> _Given request_: Copy everything from the line containing "I need to verify whether any metal" down to the end of the records, swapping "wooden crate" for "cardboard box" and changing nothing else.

> _Material for this exercise_:
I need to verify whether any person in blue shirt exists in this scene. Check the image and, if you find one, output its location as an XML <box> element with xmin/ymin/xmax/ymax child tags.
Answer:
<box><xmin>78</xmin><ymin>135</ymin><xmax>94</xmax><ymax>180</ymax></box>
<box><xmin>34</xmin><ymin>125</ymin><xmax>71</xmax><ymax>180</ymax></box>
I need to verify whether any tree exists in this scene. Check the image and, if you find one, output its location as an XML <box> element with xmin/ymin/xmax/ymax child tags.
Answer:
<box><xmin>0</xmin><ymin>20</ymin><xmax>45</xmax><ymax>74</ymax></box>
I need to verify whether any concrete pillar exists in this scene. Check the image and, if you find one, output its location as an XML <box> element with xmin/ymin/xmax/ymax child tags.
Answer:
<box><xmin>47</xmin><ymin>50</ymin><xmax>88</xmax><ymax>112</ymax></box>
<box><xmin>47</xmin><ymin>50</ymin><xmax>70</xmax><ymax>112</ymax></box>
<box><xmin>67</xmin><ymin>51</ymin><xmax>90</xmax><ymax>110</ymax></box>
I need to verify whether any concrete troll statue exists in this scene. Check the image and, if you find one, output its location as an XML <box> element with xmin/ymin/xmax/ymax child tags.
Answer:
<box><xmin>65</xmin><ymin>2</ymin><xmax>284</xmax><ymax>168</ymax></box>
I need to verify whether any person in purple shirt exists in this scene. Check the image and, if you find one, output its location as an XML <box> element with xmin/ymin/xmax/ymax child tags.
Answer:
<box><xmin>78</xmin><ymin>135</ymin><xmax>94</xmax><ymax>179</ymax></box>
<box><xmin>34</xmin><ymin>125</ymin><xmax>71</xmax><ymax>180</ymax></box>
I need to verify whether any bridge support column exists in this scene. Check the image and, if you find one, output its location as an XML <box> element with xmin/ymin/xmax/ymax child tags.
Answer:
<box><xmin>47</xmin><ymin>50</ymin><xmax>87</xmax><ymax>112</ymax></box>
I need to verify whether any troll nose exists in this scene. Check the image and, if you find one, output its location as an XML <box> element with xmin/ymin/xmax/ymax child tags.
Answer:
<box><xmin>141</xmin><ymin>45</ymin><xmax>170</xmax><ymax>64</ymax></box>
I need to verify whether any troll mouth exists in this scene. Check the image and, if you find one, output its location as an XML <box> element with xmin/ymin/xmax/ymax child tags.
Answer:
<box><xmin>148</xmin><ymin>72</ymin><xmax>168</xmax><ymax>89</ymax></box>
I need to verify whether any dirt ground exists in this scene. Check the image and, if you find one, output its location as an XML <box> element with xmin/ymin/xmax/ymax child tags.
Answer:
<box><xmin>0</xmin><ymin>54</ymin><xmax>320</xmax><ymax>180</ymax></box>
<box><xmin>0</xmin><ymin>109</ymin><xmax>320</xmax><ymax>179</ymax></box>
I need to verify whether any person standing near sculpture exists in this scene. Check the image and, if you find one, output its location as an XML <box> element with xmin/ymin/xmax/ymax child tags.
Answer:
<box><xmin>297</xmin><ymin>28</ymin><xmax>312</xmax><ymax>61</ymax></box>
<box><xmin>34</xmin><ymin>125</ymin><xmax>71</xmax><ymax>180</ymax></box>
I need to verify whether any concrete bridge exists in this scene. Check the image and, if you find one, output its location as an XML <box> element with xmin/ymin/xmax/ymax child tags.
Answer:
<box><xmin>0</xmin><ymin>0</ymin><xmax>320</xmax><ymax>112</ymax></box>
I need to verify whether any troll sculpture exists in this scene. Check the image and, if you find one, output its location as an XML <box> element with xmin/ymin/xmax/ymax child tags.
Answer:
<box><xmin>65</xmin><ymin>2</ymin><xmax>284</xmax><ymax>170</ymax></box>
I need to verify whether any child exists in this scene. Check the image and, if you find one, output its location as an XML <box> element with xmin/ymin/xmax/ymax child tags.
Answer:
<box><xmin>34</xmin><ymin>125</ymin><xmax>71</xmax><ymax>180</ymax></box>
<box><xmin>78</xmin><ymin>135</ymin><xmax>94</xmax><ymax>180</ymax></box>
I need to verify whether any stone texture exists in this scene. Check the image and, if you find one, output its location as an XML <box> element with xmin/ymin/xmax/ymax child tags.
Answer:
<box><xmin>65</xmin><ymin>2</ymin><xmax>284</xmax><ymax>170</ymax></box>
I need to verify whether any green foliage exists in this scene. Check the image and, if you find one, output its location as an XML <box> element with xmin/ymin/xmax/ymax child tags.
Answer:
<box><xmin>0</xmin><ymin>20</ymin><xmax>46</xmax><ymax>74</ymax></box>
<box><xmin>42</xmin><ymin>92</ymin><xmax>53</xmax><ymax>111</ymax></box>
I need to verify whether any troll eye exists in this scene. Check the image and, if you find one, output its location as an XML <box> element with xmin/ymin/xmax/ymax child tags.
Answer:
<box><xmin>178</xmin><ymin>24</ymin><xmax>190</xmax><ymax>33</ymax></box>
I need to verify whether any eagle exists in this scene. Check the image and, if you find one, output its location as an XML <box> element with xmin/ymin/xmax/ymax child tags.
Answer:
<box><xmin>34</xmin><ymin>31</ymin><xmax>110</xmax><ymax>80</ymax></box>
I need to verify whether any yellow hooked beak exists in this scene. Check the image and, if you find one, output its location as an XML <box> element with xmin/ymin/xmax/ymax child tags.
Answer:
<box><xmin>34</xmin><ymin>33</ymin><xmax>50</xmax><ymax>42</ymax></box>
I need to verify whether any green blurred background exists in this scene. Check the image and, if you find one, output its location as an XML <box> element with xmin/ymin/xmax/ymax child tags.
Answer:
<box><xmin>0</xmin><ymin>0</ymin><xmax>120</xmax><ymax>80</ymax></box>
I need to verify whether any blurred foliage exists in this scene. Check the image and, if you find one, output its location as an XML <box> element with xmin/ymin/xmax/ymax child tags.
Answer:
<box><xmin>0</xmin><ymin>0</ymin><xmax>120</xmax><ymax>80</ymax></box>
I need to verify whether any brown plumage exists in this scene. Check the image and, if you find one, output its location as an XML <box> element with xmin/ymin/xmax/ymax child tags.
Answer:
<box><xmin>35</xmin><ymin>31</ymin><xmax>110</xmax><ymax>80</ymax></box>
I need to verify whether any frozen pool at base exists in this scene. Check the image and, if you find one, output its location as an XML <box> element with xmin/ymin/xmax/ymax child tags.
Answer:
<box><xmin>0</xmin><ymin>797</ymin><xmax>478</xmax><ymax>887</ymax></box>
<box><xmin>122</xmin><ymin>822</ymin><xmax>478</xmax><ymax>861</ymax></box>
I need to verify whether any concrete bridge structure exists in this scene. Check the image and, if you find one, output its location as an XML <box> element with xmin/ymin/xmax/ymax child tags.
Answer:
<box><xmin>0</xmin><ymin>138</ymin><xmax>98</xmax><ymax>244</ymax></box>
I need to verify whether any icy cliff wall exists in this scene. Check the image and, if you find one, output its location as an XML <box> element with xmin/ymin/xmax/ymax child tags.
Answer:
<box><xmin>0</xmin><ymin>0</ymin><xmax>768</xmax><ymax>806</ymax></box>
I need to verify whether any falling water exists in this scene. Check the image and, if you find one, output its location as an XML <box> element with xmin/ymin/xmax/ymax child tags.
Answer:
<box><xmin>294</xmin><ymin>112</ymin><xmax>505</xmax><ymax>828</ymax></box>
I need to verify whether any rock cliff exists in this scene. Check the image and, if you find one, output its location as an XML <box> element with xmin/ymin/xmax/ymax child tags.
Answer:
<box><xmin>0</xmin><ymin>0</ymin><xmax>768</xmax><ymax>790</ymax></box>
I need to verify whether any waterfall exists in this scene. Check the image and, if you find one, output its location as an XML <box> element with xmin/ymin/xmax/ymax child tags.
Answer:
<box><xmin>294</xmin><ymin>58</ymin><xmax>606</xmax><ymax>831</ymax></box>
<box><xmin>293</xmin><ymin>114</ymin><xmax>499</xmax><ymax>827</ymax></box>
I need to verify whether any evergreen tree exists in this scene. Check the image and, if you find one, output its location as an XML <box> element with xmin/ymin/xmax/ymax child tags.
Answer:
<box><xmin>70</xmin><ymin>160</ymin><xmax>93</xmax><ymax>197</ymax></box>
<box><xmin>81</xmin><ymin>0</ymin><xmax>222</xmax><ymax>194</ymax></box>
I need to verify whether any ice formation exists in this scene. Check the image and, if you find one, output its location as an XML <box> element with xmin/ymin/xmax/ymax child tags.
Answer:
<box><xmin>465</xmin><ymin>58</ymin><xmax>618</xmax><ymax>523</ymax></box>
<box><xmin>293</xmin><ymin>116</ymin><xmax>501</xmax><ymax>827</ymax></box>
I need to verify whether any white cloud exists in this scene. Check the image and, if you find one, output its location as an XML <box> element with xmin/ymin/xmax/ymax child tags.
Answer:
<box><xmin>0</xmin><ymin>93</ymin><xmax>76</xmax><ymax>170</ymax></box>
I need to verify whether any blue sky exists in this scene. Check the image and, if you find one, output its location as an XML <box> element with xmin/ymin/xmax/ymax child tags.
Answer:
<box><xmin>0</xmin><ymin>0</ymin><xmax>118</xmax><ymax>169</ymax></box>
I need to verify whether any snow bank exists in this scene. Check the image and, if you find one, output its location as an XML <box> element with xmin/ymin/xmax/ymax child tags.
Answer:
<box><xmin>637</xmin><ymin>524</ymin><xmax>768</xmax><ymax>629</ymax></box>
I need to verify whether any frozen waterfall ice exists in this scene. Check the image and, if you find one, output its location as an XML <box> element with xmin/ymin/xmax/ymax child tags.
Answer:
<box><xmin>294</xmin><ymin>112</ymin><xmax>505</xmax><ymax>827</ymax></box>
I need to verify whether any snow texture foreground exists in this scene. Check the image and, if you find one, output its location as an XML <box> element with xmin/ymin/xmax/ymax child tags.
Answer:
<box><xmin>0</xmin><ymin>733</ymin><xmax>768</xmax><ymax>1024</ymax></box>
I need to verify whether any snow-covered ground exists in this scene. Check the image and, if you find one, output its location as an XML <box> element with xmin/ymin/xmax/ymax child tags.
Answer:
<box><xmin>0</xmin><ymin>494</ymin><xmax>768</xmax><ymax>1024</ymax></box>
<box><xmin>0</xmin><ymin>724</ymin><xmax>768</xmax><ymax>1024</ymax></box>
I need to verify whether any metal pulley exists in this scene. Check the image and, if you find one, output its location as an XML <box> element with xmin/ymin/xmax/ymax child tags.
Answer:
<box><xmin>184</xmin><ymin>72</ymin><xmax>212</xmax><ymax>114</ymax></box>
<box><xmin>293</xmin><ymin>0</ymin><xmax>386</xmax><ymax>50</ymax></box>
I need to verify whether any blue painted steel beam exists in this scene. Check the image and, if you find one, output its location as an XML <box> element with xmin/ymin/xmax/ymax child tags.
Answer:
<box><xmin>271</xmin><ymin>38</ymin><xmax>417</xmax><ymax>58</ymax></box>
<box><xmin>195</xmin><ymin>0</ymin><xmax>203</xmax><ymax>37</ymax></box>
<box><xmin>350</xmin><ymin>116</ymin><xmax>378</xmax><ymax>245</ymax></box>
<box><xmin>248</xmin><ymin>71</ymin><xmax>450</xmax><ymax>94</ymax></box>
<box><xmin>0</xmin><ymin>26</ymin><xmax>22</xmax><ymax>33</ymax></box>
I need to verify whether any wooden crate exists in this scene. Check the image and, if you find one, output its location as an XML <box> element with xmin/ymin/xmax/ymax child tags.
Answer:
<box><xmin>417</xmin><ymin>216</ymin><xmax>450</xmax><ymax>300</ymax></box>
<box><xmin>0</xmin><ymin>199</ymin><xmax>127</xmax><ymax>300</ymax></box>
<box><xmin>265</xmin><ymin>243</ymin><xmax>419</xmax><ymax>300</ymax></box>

> _Written answer_:
I need to verify whether any metal pulley exists in this scene. Check the image and, if you find one, output its location as an XML <box> element with xmin/ymin/xmax/ymax child tags.
Answer:
<box><xmin>184</xmin><ymin>72</ymin><xmax>212</xmax><ymax>114</ymax></box>
<box><xmin>293</xmin><ymin>0</ymin><xmax>386</xmax><ymax>50</ymax></box>
I need to verify whether any blue painted steel beam exists in this scene. Check the image and, if you find one, output its location as an XML <box> element with xmin/ymin/xmax/ymax child tags.
Answer:
<box><xmin>271</xmin><ymin>38</ymin><xmax>417</xmax><ymax>58</ymax></box>
<box><xmin>195</xmin><ymin>0</ymin><xmax>203</xmax><ymax>37</ymax></box>
<box><xmin>350</xmin><ymin>116</ymin><xmax>378</xmax><ymax>245</ymax></box>
<box><xmin>248</xmin><ymin>71</ymin><xmax>450</xmax><ymax>94</ymax></box>
<box><xmin>0</xmin><ymin>26</ymin><xmax>22</xmax><ymax>33</ymax></box>
I need to verify whether any cardboard box exists in this scene. Check the image and, if you find one, output its location as an XML <box> element with xmin/ymin/xmax/ymax child tags.
Answer:
<box><xmin>417</xmin><ymin>216</ymin><xmax>450</xmax><ymax>300</ymax></box>
<box><xmin>0</xmin><ymin>199</ymin><xmax>127</xmax><ymax>300</ymax></box>
<box><xmin>265</xmin><ymin>243</ymin><xmax>419</xmax><ymax>300</ymax></box>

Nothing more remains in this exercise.